[Listing of named-object pointing]
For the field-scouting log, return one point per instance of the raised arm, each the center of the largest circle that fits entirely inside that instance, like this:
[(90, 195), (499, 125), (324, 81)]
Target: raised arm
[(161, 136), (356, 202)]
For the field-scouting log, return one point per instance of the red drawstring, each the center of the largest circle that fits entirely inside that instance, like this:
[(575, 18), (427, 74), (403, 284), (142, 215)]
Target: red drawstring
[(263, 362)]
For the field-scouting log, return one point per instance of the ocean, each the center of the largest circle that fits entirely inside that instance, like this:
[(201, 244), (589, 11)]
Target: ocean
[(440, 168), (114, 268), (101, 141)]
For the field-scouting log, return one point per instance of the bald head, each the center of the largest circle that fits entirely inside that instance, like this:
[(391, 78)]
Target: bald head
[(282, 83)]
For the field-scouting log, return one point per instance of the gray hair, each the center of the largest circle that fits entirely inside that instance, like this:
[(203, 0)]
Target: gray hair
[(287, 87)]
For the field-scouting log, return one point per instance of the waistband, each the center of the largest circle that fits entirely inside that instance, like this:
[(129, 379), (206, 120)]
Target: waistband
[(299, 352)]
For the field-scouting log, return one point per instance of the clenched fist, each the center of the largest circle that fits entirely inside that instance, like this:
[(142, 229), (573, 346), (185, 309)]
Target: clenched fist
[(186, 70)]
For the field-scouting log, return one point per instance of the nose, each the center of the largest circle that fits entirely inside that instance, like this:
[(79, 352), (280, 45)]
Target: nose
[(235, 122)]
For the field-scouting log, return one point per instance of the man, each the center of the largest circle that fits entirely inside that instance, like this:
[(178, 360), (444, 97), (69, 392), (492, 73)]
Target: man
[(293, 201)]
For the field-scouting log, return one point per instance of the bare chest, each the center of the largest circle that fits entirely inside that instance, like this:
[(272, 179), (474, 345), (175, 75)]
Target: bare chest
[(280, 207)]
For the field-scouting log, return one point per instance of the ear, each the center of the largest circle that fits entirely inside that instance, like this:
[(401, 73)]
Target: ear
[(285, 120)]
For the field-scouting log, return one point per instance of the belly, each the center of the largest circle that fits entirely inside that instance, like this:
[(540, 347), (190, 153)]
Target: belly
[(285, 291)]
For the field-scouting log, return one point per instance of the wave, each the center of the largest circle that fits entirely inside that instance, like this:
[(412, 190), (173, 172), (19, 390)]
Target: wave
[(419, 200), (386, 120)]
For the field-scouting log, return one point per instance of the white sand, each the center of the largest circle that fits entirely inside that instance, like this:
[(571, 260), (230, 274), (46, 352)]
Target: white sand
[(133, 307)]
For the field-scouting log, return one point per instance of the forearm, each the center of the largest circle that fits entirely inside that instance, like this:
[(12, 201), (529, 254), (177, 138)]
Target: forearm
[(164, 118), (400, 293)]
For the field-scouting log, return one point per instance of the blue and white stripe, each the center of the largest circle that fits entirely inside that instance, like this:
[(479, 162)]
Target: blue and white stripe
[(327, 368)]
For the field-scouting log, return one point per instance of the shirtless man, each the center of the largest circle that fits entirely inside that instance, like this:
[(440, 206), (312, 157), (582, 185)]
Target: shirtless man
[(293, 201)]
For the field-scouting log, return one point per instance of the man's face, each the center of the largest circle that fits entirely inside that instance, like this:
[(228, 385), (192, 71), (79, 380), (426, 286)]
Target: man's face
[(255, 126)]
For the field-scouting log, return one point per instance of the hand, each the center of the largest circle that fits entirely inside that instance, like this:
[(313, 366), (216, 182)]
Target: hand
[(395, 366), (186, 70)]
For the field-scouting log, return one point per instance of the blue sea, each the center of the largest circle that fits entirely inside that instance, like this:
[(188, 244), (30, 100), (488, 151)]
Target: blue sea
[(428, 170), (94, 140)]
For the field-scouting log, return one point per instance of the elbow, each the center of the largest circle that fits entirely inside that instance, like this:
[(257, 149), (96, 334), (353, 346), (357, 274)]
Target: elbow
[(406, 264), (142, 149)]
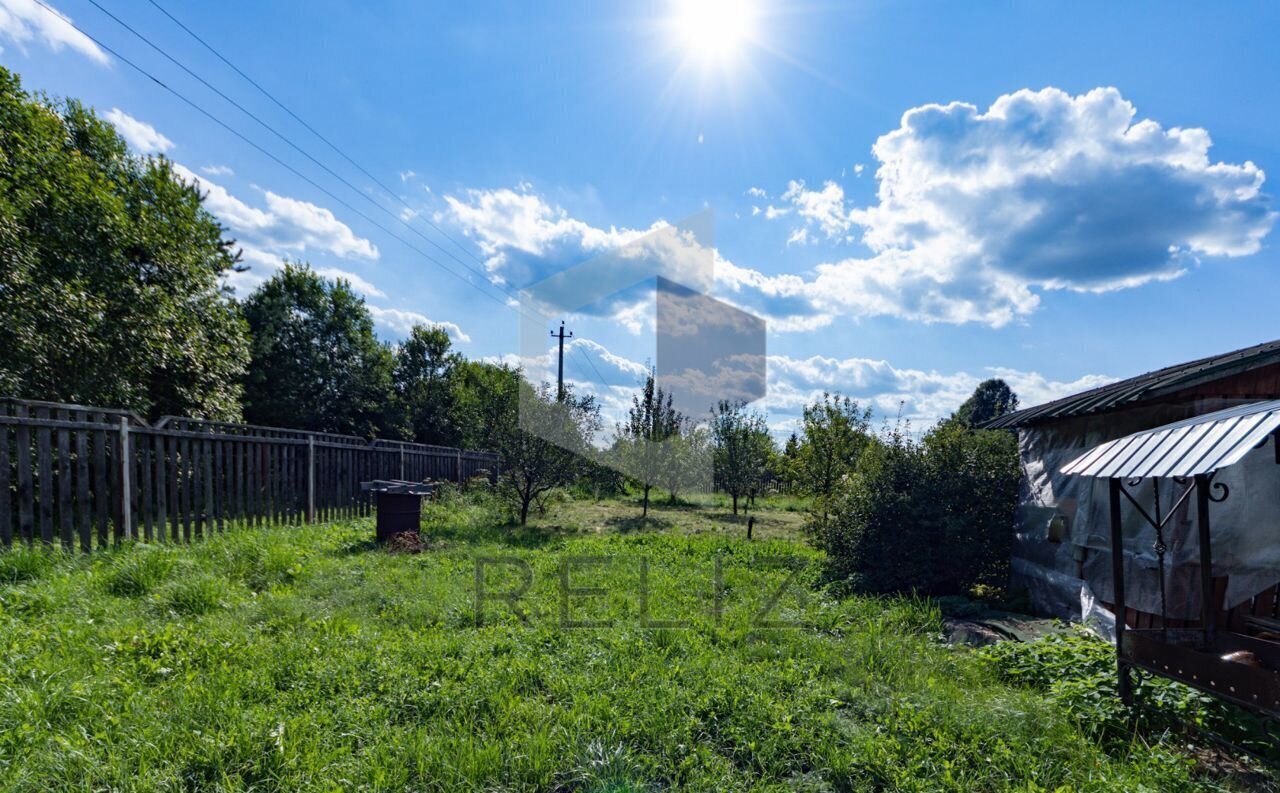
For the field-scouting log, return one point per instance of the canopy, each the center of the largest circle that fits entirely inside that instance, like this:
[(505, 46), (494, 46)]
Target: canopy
[(1188, 448)]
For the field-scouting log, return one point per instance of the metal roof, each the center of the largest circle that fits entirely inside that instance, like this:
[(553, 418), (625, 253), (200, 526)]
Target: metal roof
[(1187, 448), (1146, 386)]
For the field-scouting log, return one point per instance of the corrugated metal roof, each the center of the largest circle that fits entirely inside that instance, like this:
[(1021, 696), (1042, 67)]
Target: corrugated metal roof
[(1187, 448), (1146, 386)]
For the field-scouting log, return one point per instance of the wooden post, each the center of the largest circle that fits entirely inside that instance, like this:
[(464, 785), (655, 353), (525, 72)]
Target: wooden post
[(311, 478), (1125, 684), (1208, 610), (124, 510)]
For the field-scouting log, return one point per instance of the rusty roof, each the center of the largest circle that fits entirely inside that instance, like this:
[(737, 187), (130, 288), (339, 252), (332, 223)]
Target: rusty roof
[(1185, 448), (1144, 388)]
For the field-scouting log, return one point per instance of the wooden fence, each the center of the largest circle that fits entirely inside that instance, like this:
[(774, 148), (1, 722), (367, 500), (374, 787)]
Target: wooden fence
[(88, 477)]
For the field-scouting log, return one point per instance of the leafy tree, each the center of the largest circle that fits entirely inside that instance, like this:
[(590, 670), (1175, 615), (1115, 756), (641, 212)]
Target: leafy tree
[(109, 271), (485, 398), (647, 444), (933, 516), (533, 463), (315, 362), (990, 400), (741, 448), (688, 462), (835, 431), (426, 394)]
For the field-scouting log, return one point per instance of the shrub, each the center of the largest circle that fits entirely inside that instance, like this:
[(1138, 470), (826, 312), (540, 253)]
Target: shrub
[(933, 516)]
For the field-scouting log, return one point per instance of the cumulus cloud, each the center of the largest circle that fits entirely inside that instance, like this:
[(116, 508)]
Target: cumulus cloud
[(979, 212), (922, 397), (284, 225), (141, 136), (26, 21), (356, 282), (525, 241), (401, 322)]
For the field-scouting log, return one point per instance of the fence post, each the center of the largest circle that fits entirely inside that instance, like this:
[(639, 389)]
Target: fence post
[(311, 478), (126, 510)]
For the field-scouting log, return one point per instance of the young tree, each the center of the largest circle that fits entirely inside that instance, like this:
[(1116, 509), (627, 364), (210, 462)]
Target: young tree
[(109, 271), (741, 447), (533, 463), (315, 362), (688, 462), (990, 400), (835, 432), (426, 394), (645, 445)]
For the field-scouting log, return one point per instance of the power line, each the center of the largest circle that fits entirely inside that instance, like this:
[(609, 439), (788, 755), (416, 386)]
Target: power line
[(289, 142), (310, 128)]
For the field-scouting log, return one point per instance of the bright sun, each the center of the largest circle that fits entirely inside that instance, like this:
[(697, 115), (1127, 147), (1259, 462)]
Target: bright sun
[(714, 30)]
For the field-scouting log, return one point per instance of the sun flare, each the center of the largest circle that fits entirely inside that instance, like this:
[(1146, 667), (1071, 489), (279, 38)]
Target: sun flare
[(714, 30)]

### [THE PROBLEM]
Copy the listing above word for word, from start to finish. Leave the pictures out of your answer.

### [THE SOLUTION]
For the field-scouting log, return one point per instance of the raised arm, each the center of the largest circle that fits entirely inside that instance, like this:
[(90, 195), (499, 125), (324, 81)]
Target: raised arm
[(161, 136), (356, 202)]
For the field-scouting log, return one point per instance of the red drawstring, each the center of the largest circle that fits entirely inside that instance, like this:
[(575, 18), (427, 74), (403, 284), (142, 215)]
Target: red drawstring
[(263, 362)]
For the field-scouting log, return one point per instance of the ocean, each the center of the largest circle that fits entirely inside that instance, like this:
[(201, 244), (589, 11)]
Target: ocean
[(440, 168), (114, 268), (101, 141)]
For the field-scouting log, return one point per instance of the bald head, each the center of the largest circle that fits entirely inside that instance, like this:
[(391, 78)]
Target: bald head
[(282, 83)]
For the field-scouting log, return one point per instance of the gray hair, each the center of the largest circle that fits entirely inside that instance, like this:
[(203, 0)]
Target: gray hair
[(287, 87)]
For the field-scouting log, return one point per instance of the waistband, each the center of the largest circle that fits entirely inside that instance, like this:
[(129, 379), (206, 120)]
Target: waistband
[(299, 352)]
For the field-scouting log, return one point per instance of the clenched fist, each the center of the largest circle that fits entirely inside that instance, like this:
[(142, 229), (573, 346), (185, 309)]
Target: clenched fist
[(186, 70)]
For the field-scouting log, return one point per instance of the nose, each the center of the largest circle that fits entirely inside that instance, like this:
[(79, 352), (280, 45)]
Target: nose
[(235, 122)]
For the field-scouting log, return one point per instance of the man, each the center of the largest circle that fits entirely inside that instance, like this:
[(178, 360), (444, 97), (69, 392), (492, 73)]
Target: man
[(293, 201)]
For the field-scouting log, return one point per instance of the bare chest, each the center of the largest circle that fits entirely inside that instance, like this:
[(272, 179), (474, 345), (175, 75)]
Target: bare chest
[(280, 207)]
For the field-scouting log, return one point per instance of the ear, each the center of the largest circle that fits entirely inside that instance, like this:
[(401, 73)]
Target: ear
[(285, 120)]
For the field-scouting log, return one point per instance of the belly, each the center of the largest circle that fits entirely inside that instance, like this:
[(540, 347), (190, 153)]
Target: belly
[(285, 291)]
For the field-scouting log, return one point per instance of the wave, each the center of the largest circle that fits entirely inside that instance, like this:
[(412, 190), (173, 172), (19, 390)]
Target: wave
[(419, 200), (386, 120)]
For the field-scouting log, return one point per instance of the white sand, each the center of the largest circle that fits entirely inside that instance, like this:
[(571, 260), (230, 274), (46, 352)]
Target: white sand
[(133, 307)]
For the field-scouting log, return one point per instance of the forearm, each the center of the largest circle that fits entirely inside that instance, like this:
[(12, 201), (529, 254), (177, 138)]
Target: forearm
[(164, 118), (400, 293)]
For the field-scouting log, return one point per instance of the blue and white stripe, each the center of the largest circle that fits entirely inside that instance, like this:
[(479, 162)]
Target: blue and white stripe
[(327, 368)]
For the field-scouting log, return one point per instance of the shirtless man, each the center of the largest circle that fits entirely inside that instance, like this:
[(440, 206), (312, 157), (582, 185)]
Target: shirtless man
[(293, 201)]
For the field-scouting log, return one point per instance of the man's face, each the center of the largest circle that fits entirely inside that instance, like this:
[(228, 385), (192, 71), (79, 380), (426, 286)]
Target: man's face
[(255, 126)]
For the field-scouting log, return one point per instance of the hand, each the center of the largest circle that fits entirely inside that instance, like this:
[(313, 366), (216, 182)]
Target: hand
[(395, 366), (186, 70)]
For the field-scouting log, return one point per instance of the blue sea, each the center of the largest circle that fits entirely inside that instance, like this:
[(188, 244), (30, 100), (488, 151)]
Target: blue sea
[(428, 170), (94, 140)]
For the field-scouting log, return one point per instance of the elbow, each the center of the largest circle that fits entirely inside that instance, like this:
[(257, 149), (96, 334), (353, 346), (357, 274)]
Target: elbow
[(406, 264), (142, 149)]
For the field-scouting log, return one point per instance of the canopy, each the center of the largest circle that fits entirely inside that instance, like this:
[(505, 46), (494, 46)]
Target: canopy
[(1188, 448)]
For the field-scouting log, return one point per instance of the metal roof, each the center of the largest circle that fits entirely inside that instance, like this:
[(553, 418), (625, 253), (200, 526)]
Target: metal roof
[(1187, 448), (1146, 386)]
For the field-scouting log, return one point per instance of the corrugated metal roof, each the center of the largest circle that fits entirely inside that instance, like this:
[(1021, 696), (1042, 67)]
Target: corrugated metal roof
[(1187, 448), (1146, 386)]
For the field-scouting log, return one point per instance of the wooden post, each the center of the largest circle that fits entirely inside that instance, like this:
[(464, 785), (655, 353), (525, 72)]
Target: wooden post
[(311, 478), (1125, 684), (1208, 610), (124, 510)]
For the field-scouting log, return one point per instance of the rusty roof, each the center of the largest circle that fits entirely inside that instance, like this:
[(737, 187), (130, 288), (339, 252), (332, 223)]
Target: rusty roof
[(1185, 448), (1144, 388)]
For the field-scouting log, return one point per instance of the wooden fence, each the center of the largest circle that fits entirely inside that instance, like this:
[(774, 148), (1, 722), (367, 500), (374, 787)]
Target: wooden fence
[(88, 477)]
For the field-scouting log, return one point per instance of the leafy tree, each the center of the largest circle that fits entirely inside that instance, like this:
[(590, 670), (1175, 615), (1115, 756), (641, 212)]
Target: leafy tree
[(109, 271), (485, 398), (647, 444), (933, 516), (533, 463), (315, 362), (990, 400), (741, 448), (688, 462), (835, 431), (426, 394)]
For the field-scouting log, return one point per instance of the shrub, each the center of the largest circle that fits entirely inside that instance, like this:
[(1138, 470), (826, 312), (540, 253)]
Target: shrub
[(933, 516)]
For the field-scouting log, return one point per instance of the cumulus cloud, each the center of the largest circle that fits entirely inside that instance, like this:
[(116, 508)]
Target: cumulus cloud
[(979, 212), (922, 397), (284, 225), (141, 136), (26, 21), (356, 282), (525, 241), (401, 322)]
For the field-scouting log, return one point per instance of the fence post, each the center of the largest circle that fits entirely inside that instance, like this:
[(639, 389)]
Target: fence post
[(311, 478), (126, 510)]
For the field-scouting log, return one point per instance of the young tree, each the center of the largest circle that fits entirely inside that instance, like this:
[(1116, 509), (627, 364), (210, 462)]
Target: young tree
[(109, 271), (741, 447), (533, 463), (315, 362), (688, 462), (990, 400), (835, 432), (426, 394), (645, 445)]
For the field-scouting log, return one point per instance of the power line, each the center of the largest circle that fits entirely inside that instance, like this:
[(609, 439), (788, 755), (416, 386)]
Target: power line
[(289, 142), (310, 128)]
For the field-scouting log, return one point per instance of the bright sun, each the center of the largest circle that fits entirely inside that instance, like this:
[(697, 115), (1127, 147), (1259, 462)]
Target: bright sun
[(714, 30)]
For the field-scouting log, return one point per instance of the sun flare, each the center of the largest circle that fits entirely inside that instance, like this:
[(1146, 667), (1071, 489), (279, 38)]
Target: sun flare
[(714, 30)]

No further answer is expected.